_EXTRACTED MATERIAL_
....................
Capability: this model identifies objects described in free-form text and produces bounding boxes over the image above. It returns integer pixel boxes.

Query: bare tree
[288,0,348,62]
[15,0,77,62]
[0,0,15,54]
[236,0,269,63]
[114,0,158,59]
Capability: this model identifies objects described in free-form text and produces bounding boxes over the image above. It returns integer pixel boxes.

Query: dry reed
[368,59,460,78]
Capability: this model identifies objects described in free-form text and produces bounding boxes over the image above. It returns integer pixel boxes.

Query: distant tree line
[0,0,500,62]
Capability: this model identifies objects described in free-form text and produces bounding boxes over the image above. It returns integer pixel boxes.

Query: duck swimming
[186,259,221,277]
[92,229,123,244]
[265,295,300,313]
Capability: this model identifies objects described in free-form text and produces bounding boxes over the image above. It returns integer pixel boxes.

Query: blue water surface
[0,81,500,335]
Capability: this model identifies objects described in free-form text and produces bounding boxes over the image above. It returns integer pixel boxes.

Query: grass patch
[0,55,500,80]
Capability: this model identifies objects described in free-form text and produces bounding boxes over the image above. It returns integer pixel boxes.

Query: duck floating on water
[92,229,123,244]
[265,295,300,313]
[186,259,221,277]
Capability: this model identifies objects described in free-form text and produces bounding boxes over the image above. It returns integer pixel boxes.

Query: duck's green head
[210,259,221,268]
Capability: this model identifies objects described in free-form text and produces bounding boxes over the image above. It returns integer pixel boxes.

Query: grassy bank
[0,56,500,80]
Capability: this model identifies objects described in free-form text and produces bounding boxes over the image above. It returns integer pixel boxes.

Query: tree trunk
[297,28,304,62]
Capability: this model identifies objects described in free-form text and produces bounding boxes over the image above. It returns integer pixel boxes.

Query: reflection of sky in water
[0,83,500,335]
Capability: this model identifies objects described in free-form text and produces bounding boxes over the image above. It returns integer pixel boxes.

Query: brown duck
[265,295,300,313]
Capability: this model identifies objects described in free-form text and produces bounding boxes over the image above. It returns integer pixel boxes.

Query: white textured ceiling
....................
Write out every entry word for word.

Capability: this model identifies objects described in free-form text and produces bounding boxes over the image above. It returns integer pixel boxes.

Query: bare tree
[288,0,348,62]
[15,0,77,62]
[0,0,15,54]
[236,0,269,63]
[114,0,158,59]
Capability: this model identifies objects described in free-form text and produces bounding boxes over the image above. It returns integer pixel boxes.

Query: dry reed
[368,59,460,78]
Capability: this model identifies objects described in free-form text and produces bounding boxes over the image above. It returns integer pixel boxes.

Query: distant tree line
[0,0,500,62]
Capability: this model identifies objects described in free-form text and produces bounding boxes over the image above. It returns integer pixel boxes.

Query: duck swimming
[186,259,221,277]
[92,229,123,244]
[265,295,300,313]
Capability: this model identifies objects described in free-form text and produces bounding boxes over the image above. It returns integer pixel boxes.

Query: blue water surface
[0,81,500,335]
Capability: this model identifies objects described in free-form text and produces bounding boxes over the image above. It returns integer pixel boxes.

Query: grass patch
[0,55,500,80]
Capability: this model identifies objects described in free-form text and produces bounding boxes over the image above. It returns integer pixel boxes.

Query: duck floating on water
[92,229,123,244]
[265,295,300,313]
[186,259,221,277]
Capability: this model identifies objects described in free-form text and produces bounding boxes over the image above. It returns integer pixel boxes.

Query: duck's green head
[210,259,221,268]
Capability: this model identifies objects described in free-form text and produces bounding boxes over the image above. It returns integer pixel boxes.

Query: grassy bank
[0,56,500,80]
Capability: this model identifies objects described in free-form text and produces bounding boxes over the image above. It returns integer pixel boxes.

Query: tree trunk
[297,28,304,62]
Capability: this model identifies objects described in free-form text and produces bounding boxes over the image above. It returns integer pixel boxes.

Query: reflection of sky in water
[0,83,500,335]
Capability: this model identifies objects described in free-form text and produces bounding boxes over the image above. It returns integer pixel boxes.

Query: brown duck
[265,295,300,313]
Capability: this model identifies objects described in free-form text and produces bounding boxes over the image above. It returns integer pixel boxes.

Query: white textured ceiling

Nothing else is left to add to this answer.